== SOURCE MATERIAL ==
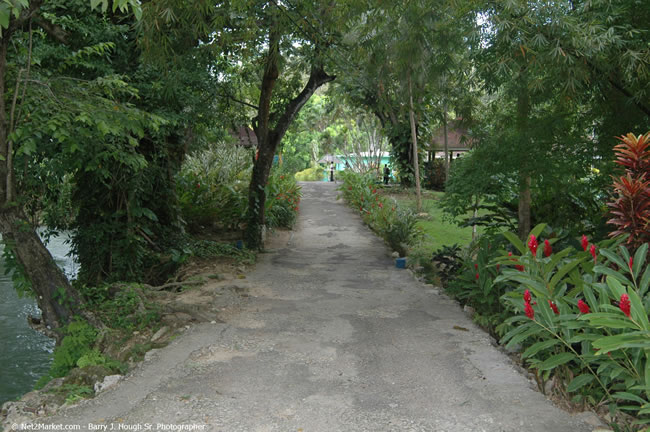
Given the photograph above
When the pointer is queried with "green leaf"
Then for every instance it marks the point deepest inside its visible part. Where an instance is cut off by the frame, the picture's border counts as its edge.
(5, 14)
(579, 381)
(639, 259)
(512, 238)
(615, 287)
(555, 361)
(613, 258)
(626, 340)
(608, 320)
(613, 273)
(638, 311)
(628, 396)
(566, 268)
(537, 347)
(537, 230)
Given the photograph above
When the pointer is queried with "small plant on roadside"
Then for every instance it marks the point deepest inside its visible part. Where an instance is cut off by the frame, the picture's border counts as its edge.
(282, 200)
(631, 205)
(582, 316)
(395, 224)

==

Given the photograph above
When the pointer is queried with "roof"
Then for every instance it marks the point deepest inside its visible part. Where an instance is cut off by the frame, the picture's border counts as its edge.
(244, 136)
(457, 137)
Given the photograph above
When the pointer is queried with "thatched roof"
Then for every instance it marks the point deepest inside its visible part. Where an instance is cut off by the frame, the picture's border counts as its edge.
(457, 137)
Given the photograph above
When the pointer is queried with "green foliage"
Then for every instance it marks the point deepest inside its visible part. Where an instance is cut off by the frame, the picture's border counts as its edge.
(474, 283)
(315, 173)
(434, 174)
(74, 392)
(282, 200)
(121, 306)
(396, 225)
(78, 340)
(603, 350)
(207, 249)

...

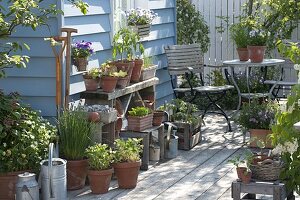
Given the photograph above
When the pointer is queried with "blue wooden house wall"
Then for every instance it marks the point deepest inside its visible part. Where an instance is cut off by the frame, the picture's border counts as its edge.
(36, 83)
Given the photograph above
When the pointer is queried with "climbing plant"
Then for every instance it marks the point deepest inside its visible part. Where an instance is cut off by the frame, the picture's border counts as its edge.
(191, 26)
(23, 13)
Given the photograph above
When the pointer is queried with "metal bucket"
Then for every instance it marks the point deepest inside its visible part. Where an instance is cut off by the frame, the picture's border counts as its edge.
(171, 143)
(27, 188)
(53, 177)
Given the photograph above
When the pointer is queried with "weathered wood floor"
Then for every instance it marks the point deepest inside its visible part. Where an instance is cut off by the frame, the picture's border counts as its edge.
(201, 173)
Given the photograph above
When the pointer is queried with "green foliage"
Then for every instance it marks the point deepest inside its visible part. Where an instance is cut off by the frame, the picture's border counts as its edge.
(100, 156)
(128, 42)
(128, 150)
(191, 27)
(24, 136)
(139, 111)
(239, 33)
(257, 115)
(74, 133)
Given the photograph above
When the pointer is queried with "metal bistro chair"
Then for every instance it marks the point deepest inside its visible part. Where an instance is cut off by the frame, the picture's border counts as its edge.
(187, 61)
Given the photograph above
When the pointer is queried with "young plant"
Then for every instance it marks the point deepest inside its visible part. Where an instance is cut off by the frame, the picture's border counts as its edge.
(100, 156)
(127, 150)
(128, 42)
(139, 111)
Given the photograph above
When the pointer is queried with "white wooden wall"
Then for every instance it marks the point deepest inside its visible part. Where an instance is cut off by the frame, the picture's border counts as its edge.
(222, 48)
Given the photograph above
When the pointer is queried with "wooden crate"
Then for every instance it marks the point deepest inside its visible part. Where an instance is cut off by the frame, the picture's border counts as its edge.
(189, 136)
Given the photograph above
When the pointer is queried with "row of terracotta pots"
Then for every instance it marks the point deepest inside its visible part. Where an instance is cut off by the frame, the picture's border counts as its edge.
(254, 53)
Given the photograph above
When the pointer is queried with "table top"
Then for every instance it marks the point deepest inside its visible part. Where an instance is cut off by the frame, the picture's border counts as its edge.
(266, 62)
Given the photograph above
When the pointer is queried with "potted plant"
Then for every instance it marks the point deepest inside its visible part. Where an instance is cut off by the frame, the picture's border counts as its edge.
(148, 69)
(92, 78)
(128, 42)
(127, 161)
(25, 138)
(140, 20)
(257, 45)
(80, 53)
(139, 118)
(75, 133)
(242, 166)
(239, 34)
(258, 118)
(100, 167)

== TASK STATEMENT ==
Scan the data above for the word "roof". Copy every line in which it is found.

== COMPLETED TASK ==
When the pointer is queried with "roof"
When the pointer is queried with "thatched roof"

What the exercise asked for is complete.